Isn’t that how all good navigators respond?

Lewis says to Clark, “Well, we’re lost again, and I can’t find my glasses!”

Clark says to Lewis, “Where did you last see them?”

Lewis snaps, “If I knew where I last saw them, I wouldn’t be looking for them!”

The tiny navigator points to the top of my head, indicating the location of my glasses, just as a strong gust of wind rips one side of the map from her two-handed grasp.

We jump and lunge and flail against the wind, and finally the cumbersome map is once again under our command. I begin studying the map, which is somewhat of a challenge as the dotted lines marking the trails are very faint. What’s more, I need to find our position in relation to the parking lot, but I am having trouble finding it.

“You do know you’re growing up in the digital age where everybody does everything on their phones, right?” I ask.

She squints her eyes and glares. It’s a menacing glare, even from a half-pint.

“I don’t have a phone,” she deadpans.

Good point.

The kid wants to use the map.

I point out that we are standing by the start of Trail 1. “I’ve been on Trail 1 before,” I say. “It’s wonderful.”

“But I want Trail 7.”

“Well, we’re nowhere close to Trail 7.”

Another eye squint.

“Trail 1 has a suspension bridge,” I say.

The glare softens.

> _Dataset_:
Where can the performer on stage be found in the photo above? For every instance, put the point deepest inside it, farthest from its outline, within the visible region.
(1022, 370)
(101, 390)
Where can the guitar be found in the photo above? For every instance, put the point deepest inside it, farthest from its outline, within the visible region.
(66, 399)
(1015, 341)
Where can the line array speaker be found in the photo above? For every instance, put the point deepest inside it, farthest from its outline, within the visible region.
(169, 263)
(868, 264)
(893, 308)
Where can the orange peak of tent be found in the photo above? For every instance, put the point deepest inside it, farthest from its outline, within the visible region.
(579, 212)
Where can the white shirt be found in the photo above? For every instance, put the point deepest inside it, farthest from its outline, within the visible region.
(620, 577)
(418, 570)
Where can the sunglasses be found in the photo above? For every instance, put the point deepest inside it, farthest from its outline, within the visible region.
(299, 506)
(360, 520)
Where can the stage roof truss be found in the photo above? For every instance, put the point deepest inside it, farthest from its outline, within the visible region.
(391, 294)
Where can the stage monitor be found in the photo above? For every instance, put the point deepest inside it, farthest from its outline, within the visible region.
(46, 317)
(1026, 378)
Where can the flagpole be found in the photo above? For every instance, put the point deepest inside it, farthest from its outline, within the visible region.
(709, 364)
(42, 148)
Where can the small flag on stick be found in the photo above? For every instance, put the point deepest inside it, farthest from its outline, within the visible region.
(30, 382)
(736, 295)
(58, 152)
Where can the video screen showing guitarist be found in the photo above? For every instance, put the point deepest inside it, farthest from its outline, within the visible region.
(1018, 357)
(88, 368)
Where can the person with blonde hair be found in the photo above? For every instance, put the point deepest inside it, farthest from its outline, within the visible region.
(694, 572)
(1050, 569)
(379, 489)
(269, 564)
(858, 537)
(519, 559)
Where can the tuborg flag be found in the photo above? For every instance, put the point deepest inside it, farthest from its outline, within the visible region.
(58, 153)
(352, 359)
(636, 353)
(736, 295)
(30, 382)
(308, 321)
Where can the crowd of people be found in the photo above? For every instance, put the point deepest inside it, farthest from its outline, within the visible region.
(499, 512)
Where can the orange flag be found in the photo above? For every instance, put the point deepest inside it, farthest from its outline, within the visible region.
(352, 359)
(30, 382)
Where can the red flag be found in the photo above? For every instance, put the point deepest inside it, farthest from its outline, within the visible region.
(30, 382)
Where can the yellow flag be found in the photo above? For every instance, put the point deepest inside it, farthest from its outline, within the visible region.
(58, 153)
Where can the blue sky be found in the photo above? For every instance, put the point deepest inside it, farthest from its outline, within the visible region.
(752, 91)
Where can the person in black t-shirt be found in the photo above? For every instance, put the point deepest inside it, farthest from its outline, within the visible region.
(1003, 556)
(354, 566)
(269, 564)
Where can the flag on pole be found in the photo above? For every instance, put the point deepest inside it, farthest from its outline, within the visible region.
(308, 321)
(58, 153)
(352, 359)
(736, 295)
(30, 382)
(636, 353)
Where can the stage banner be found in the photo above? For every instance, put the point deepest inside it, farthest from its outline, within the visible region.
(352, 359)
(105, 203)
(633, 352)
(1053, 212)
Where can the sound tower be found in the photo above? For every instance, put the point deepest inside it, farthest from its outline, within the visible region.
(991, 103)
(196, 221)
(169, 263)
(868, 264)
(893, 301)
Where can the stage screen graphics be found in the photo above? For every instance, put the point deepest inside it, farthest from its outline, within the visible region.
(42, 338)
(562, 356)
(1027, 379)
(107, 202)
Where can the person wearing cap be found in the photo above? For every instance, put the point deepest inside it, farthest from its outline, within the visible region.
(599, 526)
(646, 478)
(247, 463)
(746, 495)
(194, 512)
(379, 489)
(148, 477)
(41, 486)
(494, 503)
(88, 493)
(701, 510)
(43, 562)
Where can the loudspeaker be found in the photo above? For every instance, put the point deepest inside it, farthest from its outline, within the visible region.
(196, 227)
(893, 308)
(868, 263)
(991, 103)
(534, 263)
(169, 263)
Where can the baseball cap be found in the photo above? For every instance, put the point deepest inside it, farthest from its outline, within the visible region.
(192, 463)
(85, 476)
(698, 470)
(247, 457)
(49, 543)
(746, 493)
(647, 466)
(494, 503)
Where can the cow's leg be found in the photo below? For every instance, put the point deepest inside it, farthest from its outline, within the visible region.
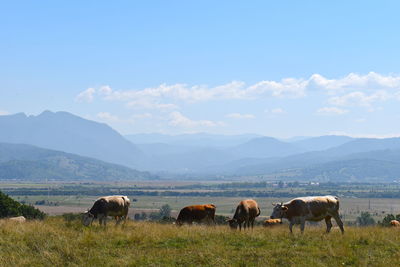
(291, 226)
(302, 224)
(339, 222)
(328, 223)
(117, 219)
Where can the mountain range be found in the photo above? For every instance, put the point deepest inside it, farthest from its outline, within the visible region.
(26, 162)
(330, 157)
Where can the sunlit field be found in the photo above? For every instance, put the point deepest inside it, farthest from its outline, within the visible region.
(54, 242)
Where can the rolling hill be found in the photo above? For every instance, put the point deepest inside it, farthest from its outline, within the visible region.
(26, 162)
(66, 132)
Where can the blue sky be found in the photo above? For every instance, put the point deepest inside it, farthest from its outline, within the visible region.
(277, 68)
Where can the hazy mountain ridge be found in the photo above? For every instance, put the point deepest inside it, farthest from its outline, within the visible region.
(66, 132)
(26, 162)
(203, 155)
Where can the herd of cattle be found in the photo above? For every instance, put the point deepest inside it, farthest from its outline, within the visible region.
(296, 211)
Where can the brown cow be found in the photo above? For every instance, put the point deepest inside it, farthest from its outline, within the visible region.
(115, 206)
(197, 213)
(300, 210)
(19, 219)
(272, 222)
(246, 212)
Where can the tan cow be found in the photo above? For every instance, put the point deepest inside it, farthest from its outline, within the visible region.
(115, 206)
(300, 210)
(197, 213)
(19, 219)
(272, 222)
(246, 212)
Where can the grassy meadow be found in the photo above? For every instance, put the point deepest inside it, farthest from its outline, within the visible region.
(55, 242)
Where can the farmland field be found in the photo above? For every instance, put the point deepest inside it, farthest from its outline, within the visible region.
(55, 242)
(58, 198)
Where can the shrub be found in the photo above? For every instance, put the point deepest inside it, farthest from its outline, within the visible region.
(365, 219)
(11, 208)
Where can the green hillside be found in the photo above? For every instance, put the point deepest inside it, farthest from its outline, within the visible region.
(12, 208)
(55, 242)
(26, 162)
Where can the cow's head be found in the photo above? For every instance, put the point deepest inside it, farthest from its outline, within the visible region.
(87, 218)
(233, 223)
(178, 222)
(279, 211)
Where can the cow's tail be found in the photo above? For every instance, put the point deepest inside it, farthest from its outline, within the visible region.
(337, 203)
(127, 202)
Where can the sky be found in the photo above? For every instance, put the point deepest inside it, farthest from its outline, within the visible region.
(276, 68)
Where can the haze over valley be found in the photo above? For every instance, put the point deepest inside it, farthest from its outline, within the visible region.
(60, 145)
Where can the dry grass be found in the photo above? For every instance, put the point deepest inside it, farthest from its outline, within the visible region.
(57, 243)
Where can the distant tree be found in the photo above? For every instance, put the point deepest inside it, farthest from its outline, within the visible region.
(386, 220)
(165, 211)
(365, 219)
(10, 208)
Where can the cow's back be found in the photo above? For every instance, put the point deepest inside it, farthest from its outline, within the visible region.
(196, 213)
(314, 207)
(247, 208)
(111, 205)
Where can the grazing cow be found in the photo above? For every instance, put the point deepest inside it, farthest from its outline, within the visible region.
(115, 206)
(19, 219)
(272, 222)
(300, 210)
(246, 212)
(196, 213)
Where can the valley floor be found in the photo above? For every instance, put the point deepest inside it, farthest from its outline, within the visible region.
(55, 242)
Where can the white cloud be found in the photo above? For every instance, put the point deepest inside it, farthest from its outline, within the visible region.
(359, 99)
(361, 120)
(240, 116)
(370, 81)
(142, 116)
(148, 104)
(288, 87)
(178, 119)
(275, 111)
(332, 111)
(86, 96)
(106, 116)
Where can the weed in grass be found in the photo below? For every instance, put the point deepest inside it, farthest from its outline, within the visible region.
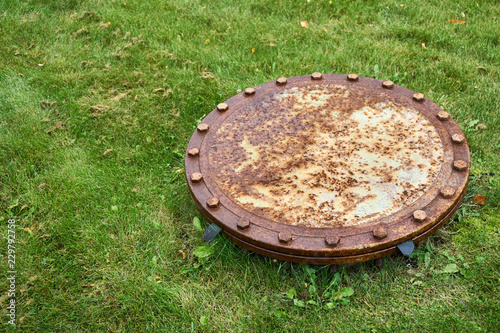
(98, 100)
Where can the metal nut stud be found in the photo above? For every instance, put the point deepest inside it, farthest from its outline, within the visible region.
(316, 76)
(419, 97)
(193, 152)
(213, 202)
(458, 138)
(243, 224)
(281, 81)
(447, 192)
(380, 233)
(196, 177)
(222, 107)
(249, 91)
(352, 77)
(285, 236)
(203, 127)
(460, 165)
(443, 115)
(388, 84)
(419, 216)
(332, 241)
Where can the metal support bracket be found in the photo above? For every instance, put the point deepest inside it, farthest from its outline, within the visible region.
(406, 247)
(211, 232)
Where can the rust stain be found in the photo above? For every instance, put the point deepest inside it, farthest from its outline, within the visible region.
(325, 156)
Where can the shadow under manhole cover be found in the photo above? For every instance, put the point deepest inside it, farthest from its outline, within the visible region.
(327, 169)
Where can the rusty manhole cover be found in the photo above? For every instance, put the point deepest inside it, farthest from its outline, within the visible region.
(327, 169)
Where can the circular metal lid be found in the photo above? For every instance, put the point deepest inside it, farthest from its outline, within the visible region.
(327, 168)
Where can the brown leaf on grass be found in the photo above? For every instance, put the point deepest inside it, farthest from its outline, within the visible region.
(183, 253)
(456, 21)
(43, 187)
(82, 31)
(47, 103)
(97, 109)
(119, 96)
(29, 229)
(479, 199)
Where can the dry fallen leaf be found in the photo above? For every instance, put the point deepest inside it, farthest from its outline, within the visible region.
(183, 253)
(457, 21)
(97, 109)
(479, 199)
(43, 187)
(119, 96)
(29, 229)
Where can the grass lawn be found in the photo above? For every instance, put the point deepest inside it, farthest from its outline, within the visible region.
(98, 100)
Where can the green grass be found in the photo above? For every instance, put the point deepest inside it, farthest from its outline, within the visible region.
(102, 210)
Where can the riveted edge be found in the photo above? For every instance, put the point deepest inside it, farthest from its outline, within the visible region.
(243, 224)
(281, 81)
(447, 192)
(458, 138)
(332, 240)
(196, 177)
(213, 202)
(419, 97)
(460, 165)
(419, 216)
(285, 236)
(379, 233)
(388, 84)
(203, 127)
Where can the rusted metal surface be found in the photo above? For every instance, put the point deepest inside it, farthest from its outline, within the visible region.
(327, 168)
(338, 156)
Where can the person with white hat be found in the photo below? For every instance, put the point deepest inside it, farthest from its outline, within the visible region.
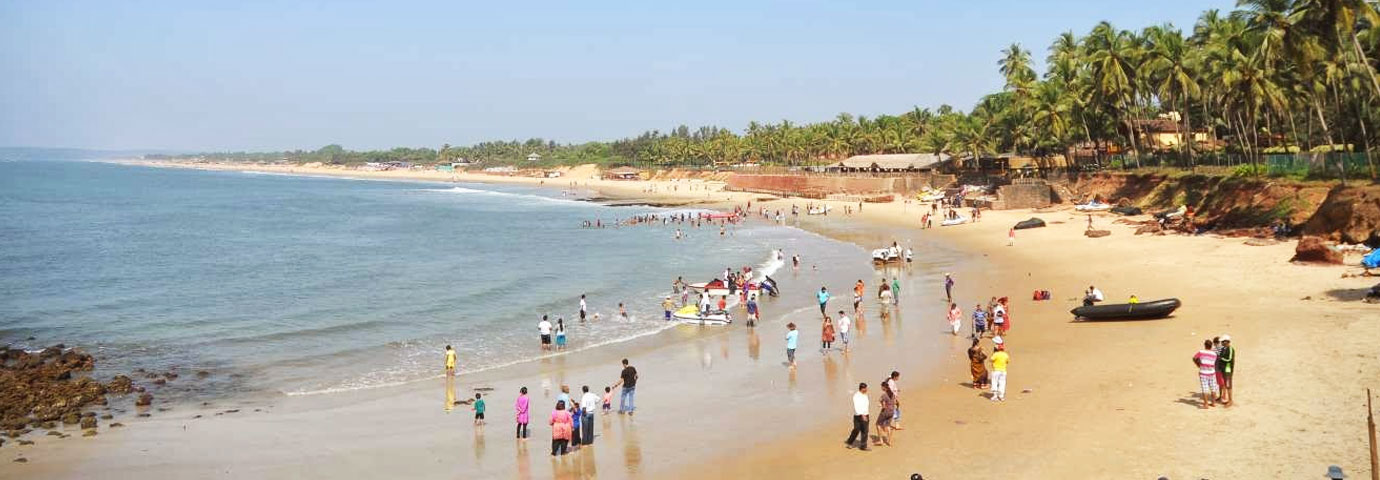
(1226, 363)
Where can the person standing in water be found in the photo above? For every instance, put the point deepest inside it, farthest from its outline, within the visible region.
(792, 337)
(450, 362)
(824, 300)
(522, 406)
(583, 306)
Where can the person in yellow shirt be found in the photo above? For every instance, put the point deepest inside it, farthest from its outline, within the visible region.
(999, 360)
(450, 360)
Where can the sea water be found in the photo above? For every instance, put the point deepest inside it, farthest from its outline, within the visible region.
(300, 286)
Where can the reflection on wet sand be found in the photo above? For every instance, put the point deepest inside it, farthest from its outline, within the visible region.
(631, 446)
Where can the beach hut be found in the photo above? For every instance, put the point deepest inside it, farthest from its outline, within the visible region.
(890, 163)
(624, 173)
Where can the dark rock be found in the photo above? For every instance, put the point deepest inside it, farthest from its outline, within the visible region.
(120, 385)
(1315, 250)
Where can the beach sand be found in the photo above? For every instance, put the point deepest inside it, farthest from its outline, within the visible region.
(1104, 399)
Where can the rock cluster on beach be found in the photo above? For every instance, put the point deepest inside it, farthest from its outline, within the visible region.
(37, 391)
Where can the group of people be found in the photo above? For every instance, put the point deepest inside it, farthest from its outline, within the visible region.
(888, 415)
(1216, 363)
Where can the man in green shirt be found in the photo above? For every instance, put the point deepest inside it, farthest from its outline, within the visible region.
(1226, 363)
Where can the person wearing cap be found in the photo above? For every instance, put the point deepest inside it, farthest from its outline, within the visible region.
(668, 305)
(1206, 363)
(1226, 363)
(998, 375)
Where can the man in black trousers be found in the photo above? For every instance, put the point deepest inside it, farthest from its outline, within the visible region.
(860, 408)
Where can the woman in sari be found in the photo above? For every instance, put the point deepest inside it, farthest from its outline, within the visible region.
(976, 364)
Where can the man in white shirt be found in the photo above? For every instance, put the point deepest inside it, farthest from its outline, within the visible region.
(860, 408)
(845, 327)
(587, 424)
(544, 328)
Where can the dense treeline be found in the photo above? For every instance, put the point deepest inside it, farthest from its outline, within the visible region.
(1268, 76)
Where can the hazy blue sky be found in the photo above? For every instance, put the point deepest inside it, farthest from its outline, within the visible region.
(282, 75)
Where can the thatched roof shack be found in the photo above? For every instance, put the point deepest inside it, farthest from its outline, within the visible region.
(624, 173)
(890, 163)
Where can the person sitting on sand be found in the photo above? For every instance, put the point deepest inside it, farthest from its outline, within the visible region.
(977, 364)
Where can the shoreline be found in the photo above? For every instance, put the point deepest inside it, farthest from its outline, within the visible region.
(1099, 391)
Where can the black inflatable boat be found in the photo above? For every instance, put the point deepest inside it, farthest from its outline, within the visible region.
(1144, 311)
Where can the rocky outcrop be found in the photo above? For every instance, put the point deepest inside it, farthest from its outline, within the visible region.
(1315, 250)
(1348, 215)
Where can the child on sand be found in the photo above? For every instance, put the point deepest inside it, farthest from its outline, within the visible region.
(523, 417)
(479, 408)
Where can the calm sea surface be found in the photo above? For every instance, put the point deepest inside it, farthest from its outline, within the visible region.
(296, 284)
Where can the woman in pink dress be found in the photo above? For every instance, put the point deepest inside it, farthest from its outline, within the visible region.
(523, 417)
(560, 429)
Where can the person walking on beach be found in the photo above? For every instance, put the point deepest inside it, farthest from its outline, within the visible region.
(588, 403)
(1206, 363)
(1226, 363)
(827, 335)
(845, 328)
(628, 380)
(886, 418)
(955, 317)
(824, 300)
(544, 328)
(792, 337)
(892, 384)
(979, 322)
(522, 406)
(999, 360)
(860, 418)
(450, 362)
(479, 410)
(560, 426)
(560, 334)
(977, 364)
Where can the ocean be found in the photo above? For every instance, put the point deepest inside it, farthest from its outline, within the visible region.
(287, 284)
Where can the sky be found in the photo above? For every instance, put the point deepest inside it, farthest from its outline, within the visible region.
(376, 75)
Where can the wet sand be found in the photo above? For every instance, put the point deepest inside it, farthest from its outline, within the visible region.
(1106, 399)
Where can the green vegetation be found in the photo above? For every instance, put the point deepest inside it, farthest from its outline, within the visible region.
(1268, 76)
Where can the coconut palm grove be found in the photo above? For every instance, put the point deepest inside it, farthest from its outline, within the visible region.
(1268, 77)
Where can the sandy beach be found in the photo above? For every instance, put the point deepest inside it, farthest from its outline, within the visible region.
(1085, 399)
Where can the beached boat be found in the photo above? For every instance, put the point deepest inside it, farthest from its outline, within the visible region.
(886, 255)
(1144, 311)
(1093, 206)
(954, 221)
(690, 315)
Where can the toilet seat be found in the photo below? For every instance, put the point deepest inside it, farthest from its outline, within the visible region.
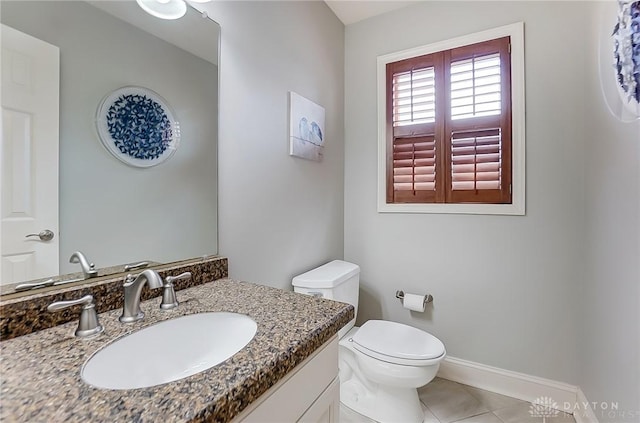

> _What you have to do_:
Please answer these questions from the passage about the trail map:
1. Where are the narrator's glasses?
2. Which trail does the child want?
3. What does Trail 1 have?
The items are separate material from the passage about the trail map.

> _Solution_:
1. On top of the narrator's head.
2. Trail 7.
3. A suspension bridge.